Dataset entries:

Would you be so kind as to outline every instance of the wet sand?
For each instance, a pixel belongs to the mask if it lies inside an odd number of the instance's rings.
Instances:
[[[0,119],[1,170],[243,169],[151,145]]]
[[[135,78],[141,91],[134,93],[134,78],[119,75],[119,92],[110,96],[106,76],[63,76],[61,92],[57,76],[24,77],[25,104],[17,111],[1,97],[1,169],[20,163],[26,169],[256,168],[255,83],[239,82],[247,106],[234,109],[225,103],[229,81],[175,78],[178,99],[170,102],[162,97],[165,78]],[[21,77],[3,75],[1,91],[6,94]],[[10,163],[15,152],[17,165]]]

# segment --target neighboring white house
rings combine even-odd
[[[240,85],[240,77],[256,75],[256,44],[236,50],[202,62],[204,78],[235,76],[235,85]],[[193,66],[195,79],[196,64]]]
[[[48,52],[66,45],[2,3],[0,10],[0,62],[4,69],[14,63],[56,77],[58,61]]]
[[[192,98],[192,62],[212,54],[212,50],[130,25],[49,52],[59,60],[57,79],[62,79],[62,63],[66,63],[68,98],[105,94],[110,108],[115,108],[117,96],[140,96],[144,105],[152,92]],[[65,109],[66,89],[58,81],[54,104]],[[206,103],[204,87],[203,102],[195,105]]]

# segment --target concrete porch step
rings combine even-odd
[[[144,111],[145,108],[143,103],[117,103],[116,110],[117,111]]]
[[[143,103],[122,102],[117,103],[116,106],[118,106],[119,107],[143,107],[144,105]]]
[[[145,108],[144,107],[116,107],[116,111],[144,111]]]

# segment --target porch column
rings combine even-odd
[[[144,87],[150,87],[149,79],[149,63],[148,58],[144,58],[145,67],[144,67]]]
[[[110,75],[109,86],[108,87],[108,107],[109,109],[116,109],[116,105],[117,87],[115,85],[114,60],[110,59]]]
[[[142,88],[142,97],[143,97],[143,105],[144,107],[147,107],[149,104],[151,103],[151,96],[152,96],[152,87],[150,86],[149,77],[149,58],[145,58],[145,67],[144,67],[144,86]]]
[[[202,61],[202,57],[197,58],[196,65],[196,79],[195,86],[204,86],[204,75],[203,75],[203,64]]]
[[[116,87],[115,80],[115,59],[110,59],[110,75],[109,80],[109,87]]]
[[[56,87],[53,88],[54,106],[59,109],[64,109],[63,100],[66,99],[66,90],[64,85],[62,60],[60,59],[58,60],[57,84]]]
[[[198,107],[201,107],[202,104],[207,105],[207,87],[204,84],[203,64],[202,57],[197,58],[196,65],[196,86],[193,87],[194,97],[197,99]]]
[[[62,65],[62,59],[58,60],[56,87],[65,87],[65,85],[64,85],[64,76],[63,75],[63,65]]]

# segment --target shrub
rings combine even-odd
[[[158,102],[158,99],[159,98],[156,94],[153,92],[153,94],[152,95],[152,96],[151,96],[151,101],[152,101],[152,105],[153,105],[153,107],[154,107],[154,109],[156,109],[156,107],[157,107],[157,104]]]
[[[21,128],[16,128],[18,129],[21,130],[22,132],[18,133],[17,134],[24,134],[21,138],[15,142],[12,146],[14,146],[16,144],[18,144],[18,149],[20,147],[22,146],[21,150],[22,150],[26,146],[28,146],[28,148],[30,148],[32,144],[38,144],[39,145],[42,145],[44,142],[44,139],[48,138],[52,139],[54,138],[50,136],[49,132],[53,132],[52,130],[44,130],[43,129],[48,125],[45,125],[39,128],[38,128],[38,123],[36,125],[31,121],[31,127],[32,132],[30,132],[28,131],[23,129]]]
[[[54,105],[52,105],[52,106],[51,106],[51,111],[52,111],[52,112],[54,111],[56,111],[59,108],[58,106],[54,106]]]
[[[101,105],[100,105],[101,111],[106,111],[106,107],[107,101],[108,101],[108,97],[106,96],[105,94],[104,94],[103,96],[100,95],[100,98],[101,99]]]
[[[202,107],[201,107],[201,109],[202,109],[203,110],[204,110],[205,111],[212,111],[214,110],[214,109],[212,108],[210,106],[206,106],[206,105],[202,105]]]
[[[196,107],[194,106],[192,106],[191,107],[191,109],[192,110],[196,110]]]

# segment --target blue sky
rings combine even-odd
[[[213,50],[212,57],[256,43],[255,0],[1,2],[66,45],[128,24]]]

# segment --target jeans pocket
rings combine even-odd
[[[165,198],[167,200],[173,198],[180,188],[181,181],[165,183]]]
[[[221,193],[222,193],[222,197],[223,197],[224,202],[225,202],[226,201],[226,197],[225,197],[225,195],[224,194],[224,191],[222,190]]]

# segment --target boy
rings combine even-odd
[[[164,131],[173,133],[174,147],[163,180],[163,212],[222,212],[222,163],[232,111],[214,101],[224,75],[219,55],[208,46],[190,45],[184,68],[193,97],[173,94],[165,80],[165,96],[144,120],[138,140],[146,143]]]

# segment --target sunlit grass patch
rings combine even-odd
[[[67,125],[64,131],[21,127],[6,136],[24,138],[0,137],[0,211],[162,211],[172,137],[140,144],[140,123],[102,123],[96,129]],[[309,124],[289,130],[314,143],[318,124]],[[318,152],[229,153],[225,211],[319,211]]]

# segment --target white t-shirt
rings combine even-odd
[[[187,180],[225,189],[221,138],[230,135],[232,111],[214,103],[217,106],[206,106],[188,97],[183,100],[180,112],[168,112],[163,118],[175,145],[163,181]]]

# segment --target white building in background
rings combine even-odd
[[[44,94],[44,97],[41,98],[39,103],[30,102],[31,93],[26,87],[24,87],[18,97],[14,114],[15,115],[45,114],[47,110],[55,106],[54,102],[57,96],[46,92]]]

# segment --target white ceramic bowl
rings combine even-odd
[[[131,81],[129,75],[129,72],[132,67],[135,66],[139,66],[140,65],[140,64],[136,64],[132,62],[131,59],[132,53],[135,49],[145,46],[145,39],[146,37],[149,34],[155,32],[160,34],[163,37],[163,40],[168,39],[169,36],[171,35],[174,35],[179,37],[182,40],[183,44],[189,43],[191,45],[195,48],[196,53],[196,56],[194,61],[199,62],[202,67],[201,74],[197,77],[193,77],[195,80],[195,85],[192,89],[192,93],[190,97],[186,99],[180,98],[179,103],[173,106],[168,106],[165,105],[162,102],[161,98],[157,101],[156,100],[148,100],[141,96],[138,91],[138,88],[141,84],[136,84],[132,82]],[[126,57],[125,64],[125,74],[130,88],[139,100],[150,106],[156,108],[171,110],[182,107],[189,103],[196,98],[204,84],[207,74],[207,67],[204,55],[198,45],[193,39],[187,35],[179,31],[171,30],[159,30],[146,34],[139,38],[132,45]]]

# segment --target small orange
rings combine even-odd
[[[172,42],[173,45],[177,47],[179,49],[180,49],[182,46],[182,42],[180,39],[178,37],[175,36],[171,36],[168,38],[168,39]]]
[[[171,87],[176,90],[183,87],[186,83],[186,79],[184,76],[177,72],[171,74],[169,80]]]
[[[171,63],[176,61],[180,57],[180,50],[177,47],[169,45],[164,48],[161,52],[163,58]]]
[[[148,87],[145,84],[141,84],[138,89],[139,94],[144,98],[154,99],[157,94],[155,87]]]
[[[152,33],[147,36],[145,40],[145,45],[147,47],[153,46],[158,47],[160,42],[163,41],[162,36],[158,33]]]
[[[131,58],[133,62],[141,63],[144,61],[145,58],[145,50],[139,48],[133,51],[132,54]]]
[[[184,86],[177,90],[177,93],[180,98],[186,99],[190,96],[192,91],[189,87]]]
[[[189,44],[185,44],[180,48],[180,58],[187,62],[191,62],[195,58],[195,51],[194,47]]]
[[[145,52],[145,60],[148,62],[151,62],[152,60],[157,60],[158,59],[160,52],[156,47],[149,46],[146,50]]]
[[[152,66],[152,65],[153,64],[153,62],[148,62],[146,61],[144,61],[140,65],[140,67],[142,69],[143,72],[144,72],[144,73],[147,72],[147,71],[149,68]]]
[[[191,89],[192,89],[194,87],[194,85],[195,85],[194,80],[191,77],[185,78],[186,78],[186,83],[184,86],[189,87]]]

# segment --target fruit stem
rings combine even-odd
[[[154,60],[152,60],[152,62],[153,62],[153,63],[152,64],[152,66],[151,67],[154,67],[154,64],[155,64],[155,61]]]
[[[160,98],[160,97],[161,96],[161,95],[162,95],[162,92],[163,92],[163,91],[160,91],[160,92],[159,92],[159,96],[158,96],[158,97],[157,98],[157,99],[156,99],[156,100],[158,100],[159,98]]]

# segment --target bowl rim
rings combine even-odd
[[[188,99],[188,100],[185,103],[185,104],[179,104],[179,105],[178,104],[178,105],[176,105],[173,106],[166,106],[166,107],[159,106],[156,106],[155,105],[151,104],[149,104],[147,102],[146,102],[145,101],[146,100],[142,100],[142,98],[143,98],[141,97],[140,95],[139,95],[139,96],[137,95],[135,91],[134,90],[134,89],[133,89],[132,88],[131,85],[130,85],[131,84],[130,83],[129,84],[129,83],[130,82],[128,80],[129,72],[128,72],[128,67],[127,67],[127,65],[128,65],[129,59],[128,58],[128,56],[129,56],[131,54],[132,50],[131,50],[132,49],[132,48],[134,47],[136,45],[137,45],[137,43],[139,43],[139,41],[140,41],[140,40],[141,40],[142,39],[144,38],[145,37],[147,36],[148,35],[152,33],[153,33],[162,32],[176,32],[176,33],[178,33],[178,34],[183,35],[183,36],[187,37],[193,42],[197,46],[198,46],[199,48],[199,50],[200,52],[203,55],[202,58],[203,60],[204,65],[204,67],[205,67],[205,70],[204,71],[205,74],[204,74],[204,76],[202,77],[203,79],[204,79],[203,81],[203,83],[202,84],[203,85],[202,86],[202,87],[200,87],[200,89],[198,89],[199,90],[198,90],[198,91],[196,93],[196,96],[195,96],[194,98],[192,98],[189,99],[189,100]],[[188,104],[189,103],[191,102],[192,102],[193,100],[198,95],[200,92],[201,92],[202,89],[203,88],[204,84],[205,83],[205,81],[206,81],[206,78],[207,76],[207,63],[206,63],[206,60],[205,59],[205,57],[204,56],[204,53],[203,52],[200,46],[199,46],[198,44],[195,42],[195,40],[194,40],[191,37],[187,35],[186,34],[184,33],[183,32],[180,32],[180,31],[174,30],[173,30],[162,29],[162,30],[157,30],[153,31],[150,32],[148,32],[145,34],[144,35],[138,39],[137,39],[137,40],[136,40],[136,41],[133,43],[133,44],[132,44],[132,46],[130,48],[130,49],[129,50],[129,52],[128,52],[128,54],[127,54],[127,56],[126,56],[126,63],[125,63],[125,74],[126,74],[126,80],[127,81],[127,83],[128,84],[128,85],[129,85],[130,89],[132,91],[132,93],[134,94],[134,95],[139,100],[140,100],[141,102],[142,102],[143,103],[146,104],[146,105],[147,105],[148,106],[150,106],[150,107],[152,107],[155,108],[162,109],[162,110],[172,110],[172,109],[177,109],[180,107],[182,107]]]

WHAT TO DO. In the records, from the first line up to and including the line with "[[[145,108],[144,107],[116,107],[116,111],[144,111]]]", replace "wet sand" with "damp sand". Give only those lines back, with everything else in them unchanged.

ANSWER TO THIS PROBLEM.
Would you be so kind as to outline every instance of the damp sand?
For each instance, a pixel belongs to the mask if it lies inside an odd number of the instance's rings.
Instances:
[[[0,119],[1,170],[243,169],[151,145]]]
[[[135,78],[141,91],[134,93],[134,78],[119,75],[119,92],[110,96],[106,76],[63,76],[61,92],[57,76],[24,77],[25,104],[17,111],[1,97],[1,169],[20,163],[26,169],[256,168],[255,83],[239,82],[247,106],[234,109],[225,103],[229,81],[175,78],[178,99],[170,102],[162,97],[165,78]],[[21,77],[3,75],[1,91],[6,94]],[[10,163],[15,152],[17,165]]]

# segment --target neighboring white house
rings combine even-odd
[[[240,85],[240,77],[256,75],[256,44],[236,50],[202,62],[204,78],[235,76],[235,85]],[[193,66],[195,79],[196,64]]]
[[[48,52],[66,45],[2,3],[0,10],[0,62],[4,69],[14,63],[56,77],[58,61]]]
[[[192,98],[192,62],[212,54],[212,50],[130,25],[49,52],[59,60],[57,79],[62,79],[62,63],[66,63],[68,98],[105,94],[110,108],[115,108],[117,96],[140,96],[144,105],[152,92]],[[65,109],[66,89],[58,81],[54,104]],[[206,103],[204,87],[203,102],[195,105]]]

# segment --target concrete porch step
rings combine even-odd
[[[144,111],[145,108],[143,103],[117,103],[116,110],[117,111]]]
[[[143,103],[122,102],[117,103],[116,106],[118,106],[119,107],[143,107],[144,105]]]
[[[145,108],[144,107],[116,107],[116,111],[144,111]]]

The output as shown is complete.